Transcribe the lines of the records starting with the one that has "Each instance of the bronze" in it and ending with the last, and transcribe nothing else.

-- Available records start --

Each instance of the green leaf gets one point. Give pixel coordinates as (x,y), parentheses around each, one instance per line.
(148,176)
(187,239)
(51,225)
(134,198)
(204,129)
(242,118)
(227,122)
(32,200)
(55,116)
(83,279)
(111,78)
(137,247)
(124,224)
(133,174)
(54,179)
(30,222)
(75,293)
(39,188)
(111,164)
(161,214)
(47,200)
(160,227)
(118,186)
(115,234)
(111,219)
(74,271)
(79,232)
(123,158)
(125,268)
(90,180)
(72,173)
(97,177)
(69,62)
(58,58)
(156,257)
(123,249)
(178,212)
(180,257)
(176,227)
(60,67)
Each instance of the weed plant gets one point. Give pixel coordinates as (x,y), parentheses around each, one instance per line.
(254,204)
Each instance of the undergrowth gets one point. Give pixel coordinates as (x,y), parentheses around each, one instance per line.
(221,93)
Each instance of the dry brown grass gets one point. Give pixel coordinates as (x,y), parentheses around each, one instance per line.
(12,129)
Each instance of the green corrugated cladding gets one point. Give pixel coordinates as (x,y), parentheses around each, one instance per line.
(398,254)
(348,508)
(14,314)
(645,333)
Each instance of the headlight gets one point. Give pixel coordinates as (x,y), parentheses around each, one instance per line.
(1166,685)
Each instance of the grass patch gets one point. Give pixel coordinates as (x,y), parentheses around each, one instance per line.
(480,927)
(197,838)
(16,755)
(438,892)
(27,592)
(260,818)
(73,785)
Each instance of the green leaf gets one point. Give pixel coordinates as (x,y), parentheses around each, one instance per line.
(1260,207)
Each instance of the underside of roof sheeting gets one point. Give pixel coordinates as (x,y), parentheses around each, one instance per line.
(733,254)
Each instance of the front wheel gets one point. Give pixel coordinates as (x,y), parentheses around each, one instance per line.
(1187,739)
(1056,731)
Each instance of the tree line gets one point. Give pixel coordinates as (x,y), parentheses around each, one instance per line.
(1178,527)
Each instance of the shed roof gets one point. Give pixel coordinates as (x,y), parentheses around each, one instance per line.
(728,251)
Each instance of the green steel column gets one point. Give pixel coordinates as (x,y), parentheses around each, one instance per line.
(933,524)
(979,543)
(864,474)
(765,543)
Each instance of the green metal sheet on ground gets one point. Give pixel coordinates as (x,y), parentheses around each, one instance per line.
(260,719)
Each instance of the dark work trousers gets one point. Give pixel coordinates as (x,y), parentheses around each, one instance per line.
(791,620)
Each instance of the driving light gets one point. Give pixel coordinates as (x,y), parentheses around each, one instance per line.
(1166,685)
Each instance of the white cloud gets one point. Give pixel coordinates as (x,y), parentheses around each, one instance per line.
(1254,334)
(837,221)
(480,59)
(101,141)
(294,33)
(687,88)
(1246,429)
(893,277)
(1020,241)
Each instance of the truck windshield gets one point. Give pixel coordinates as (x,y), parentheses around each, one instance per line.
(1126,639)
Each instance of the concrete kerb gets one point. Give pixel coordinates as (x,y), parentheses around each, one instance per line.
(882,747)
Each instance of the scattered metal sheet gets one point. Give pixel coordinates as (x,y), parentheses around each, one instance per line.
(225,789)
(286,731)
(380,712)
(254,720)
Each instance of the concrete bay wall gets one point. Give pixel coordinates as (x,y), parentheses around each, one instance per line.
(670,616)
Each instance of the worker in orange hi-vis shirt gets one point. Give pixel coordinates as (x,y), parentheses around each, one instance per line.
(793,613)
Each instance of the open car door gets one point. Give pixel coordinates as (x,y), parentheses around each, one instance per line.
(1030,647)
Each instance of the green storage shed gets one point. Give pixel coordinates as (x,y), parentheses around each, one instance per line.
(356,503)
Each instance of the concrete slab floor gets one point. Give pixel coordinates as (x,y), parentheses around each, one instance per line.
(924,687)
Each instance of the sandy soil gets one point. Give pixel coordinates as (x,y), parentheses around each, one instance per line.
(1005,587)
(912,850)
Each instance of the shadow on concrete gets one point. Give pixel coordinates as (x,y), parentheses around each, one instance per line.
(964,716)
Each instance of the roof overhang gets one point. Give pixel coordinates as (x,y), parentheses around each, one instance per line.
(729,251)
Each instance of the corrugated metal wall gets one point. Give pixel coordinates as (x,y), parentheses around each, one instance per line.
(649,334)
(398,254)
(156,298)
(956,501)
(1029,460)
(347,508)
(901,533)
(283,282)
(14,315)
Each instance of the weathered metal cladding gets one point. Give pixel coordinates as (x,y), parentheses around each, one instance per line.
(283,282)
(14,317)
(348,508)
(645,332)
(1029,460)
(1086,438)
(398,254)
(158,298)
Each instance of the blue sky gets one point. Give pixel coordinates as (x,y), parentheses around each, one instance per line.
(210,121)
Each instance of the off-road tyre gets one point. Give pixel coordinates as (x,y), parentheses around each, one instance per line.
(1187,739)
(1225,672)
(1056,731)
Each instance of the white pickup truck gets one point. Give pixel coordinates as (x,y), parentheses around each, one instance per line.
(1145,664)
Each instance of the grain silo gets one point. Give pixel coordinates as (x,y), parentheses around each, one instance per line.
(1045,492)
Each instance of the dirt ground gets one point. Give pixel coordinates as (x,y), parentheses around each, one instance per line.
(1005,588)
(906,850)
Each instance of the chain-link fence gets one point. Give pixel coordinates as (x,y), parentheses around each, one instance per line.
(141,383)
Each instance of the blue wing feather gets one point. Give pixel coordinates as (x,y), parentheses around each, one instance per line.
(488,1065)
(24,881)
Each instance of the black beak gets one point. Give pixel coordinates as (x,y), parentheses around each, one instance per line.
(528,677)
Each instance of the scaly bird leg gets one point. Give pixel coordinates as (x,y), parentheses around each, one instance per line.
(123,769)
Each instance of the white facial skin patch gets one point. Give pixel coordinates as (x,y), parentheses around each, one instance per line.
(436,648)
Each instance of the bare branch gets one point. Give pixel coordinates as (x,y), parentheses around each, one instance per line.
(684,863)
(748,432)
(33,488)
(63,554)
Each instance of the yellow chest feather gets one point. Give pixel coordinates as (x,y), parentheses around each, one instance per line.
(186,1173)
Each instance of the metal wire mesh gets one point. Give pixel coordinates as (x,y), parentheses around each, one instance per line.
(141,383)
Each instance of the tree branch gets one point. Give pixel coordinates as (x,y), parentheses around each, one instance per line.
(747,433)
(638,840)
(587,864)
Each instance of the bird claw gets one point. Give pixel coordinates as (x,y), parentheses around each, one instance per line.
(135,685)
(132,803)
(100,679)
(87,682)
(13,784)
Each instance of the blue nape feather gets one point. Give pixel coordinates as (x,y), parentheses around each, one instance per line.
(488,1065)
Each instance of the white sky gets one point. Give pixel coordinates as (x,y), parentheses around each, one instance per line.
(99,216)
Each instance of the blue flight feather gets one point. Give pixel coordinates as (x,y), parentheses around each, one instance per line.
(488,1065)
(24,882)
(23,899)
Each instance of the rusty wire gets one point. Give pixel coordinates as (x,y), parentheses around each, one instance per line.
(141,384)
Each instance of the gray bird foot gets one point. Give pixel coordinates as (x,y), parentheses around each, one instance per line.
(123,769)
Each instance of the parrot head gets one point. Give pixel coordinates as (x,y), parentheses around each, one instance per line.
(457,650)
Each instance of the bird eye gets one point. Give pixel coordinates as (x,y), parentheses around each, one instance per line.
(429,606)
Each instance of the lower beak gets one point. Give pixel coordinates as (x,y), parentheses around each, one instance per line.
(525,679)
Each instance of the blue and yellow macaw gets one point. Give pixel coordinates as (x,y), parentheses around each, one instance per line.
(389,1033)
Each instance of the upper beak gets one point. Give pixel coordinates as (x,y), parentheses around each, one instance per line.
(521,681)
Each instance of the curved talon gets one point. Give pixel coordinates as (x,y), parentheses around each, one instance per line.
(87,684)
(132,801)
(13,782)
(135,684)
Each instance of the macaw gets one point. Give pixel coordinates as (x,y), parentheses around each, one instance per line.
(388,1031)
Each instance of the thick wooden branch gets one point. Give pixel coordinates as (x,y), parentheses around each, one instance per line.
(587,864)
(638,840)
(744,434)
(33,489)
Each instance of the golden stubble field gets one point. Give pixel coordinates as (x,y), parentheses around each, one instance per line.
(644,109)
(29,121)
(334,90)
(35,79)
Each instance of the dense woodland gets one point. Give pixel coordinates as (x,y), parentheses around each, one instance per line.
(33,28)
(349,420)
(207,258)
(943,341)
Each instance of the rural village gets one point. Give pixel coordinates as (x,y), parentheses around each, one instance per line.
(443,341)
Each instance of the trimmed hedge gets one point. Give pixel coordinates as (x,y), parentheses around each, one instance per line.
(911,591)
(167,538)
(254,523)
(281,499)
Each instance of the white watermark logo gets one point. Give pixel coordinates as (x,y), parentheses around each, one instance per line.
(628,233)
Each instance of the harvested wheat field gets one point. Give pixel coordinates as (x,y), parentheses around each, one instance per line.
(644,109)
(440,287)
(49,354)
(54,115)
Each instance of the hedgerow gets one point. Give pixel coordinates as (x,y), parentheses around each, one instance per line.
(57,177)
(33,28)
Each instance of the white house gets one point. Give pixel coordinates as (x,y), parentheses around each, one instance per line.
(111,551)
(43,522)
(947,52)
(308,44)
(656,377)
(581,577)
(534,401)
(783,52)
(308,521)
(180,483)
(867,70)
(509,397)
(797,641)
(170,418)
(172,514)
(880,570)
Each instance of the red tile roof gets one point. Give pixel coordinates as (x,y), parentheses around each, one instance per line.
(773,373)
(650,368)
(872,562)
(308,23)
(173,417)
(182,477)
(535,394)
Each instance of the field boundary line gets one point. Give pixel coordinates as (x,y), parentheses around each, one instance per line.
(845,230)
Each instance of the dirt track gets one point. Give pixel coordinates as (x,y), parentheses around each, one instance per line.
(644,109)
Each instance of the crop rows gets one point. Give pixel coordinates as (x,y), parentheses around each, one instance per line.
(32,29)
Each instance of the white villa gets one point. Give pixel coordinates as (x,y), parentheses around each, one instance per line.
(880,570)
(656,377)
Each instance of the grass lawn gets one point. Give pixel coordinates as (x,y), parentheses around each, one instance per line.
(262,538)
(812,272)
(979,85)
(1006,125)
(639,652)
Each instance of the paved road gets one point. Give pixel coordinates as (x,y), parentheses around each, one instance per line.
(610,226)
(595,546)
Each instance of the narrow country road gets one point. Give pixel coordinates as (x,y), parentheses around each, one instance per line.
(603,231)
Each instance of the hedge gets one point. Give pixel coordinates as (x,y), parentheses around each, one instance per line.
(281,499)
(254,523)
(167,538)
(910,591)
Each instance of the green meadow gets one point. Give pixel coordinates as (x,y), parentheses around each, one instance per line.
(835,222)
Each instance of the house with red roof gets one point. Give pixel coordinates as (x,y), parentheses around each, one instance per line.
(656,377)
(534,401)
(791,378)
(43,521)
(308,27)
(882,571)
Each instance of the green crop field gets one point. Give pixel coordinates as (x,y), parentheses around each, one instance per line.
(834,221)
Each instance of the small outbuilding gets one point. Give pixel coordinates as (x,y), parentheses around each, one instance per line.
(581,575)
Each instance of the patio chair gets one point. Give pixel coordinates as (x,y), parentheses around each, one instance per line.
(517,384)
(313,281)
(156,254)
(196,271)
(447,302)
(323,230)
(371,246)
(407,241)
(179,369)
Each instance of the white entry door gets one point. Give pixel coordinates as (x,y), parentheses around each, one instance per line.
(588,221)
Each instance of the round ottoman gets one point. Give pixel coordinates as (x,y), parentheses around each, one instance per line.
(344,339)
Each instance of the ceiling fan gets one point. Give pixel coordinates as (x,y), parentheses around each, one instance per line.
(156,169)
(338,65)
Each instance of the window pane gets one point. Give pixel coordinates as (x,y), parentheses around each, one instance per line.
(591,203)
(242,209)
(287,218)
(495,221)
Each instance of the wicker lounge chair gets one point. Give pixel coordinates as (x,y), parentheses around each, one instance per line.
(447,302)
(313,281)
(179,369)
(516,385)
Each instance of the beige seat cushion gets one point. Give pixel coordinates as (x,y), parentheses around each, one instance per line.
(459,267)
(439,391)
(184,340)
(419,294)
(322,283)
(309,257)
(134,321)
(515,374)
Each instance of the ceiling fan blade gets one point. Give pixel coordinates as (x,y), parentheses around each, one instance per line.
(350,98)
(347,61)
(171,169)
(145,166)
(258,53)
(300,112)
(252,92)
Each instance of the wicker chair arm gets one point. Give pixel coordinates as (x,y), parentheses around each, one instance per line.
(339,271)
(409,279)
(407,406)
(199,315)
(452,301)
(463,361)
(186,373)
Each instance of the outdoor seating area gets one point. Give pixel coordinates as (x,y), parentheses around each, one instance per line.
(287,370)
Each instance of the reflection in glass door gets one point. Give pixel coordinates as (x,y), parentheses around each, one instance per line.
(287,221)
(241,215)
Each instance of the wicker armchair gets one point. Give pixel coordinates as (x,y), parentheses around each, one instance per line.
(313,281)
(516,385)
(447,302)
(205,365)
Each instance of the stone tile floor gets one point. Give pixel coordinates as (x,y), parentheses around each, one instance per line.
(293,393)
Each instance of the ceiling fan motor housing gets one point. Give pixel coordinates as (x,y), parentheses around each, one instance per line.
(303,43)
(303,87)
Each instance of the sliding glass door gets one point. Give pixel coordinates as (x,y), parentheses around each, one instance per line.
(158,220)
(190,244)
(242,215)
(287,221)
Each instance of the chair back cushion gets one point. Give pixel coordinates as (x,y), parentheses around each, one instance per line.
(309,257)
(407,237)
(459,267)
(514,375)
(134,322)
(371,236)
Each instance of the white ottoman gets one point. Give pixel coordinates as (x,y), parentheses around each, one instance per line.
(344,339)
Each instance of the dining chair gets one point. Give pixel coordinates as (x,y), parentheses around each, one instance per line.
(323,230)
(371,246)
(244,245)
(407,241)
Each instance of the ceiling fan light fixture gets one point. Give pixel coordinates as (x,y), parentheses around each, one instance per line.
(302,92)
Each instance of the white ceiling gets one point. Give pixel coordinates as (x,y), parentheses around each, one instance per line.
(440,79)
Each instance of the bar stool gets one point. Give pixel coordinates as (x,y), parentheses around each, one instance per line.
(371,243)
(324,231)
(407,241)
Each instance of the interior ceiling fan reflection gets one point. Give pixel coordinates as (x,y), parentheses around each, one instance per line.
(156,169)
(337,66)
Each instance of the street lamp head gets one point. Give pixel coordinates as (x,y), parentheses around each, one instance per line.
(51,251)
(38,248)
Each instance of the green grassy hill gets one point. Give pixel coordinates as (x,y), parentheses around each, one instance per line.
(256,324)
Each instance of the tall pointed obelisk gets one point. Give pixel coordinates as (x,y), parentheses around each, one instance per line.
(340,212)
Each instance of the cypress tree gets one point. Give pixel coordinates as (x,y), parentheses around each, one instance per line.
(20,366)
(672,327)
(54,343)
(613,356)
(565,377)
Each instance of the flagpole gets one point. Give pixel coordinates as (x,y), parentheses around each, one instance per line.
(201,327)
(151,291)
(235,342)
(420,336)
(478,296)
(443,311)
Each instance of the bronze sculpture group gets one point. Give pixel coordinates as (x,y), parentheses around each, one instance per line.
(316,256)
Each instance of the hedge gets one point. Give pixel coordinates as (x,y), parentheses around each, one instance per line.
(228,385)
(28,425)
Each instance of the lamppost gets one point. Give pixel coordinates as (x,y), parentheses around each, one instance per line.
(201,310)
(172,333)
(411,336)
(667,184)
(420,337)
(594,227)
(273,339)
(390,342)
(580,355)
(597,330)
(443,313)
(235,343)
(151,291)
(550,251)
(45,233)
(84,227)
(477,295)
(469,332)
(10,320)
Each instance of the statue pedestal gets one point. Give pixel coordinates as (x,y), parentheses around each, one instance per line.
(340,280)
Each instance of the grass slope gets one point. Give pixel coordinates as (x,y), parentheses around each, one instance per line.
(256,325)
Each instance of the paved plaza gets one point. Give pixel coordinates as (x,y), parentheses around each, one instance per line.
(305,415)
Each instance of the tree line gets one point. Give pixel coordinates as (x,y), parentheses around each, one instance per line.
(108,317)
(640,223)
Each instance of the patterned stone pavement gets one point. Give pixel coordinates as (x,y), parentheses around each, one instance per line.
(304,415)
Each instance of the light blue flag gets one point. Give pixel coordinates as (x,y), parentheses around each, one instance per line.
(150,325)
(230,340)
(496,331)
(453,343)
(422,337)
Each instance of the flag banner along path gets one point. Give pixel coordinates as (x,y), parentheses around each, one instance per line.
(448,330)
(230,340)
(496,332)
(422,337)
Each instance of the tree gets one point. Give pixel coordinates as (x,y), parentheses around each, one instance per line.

-- Available records end --

> [The answer]:
Each instance of the bronze sculpture group gets one point. Give pixel coordinates as (x,y), parentheses around each, one instance per line.
(316,256)
Each instance of the hedge gets one point. Give pixel coordinates as (x,y), parentheses around each, one instance per line.
(228,385)
(28,425)
Each instance of the lamppost gets one point. Give pixel coordinates as (x,y), parentheses around each, one instance per line.
(201,310)
(172,333)
(411,336)
(667,184)
(420,337)
(594,227)
(273,339)
(390,342)
(580,355)
(597,330)
(443,313)
(235,343)
(151,291)
(550,251)
(45,233)
(84,227)
(477,295)
(469,332)
(10,320)
Each instance of the statue pedestal gets one point. Give pixel coordinates as (x,y), parentheses around each, one instance per line.
(340,280)
Each instance of the grass slope gets one point. Give pixel coordinates as (x,y), parentheses around each, one instance per line.
(256,325)
Each instance of the paved plaza gets one point. Give pixel coordinates as (x,y), parentheses around each, one instance per line.
(305,415)
Each instance of the tree line gets one point. Give pixel coordinates as (x,y), parentheses around each, one instance per line.
(108,317)
(640,223)
Each instance of the patterned stone pavement gets one point. Give pixel coordinates as (x,y), parentheses around each, one instance per line.
(304,415)
Each instance of the light blue flag gets one point. Give pixel coordinates as (x,y), parentheses around each, one instance per line.
(150,325)
(230,340)
(496,331)
(453,343)
(422,337)
Each instance of the flag banner along path gets one point. Give pixel coordinates as (x,y), parentheses around each, one instance per line.
(448,330)
(230,340)
(496,332)
(422,337)
Each instance of the tree gets one point. Give pixel coordinates as (x,y), parentheses around each, one instance per line.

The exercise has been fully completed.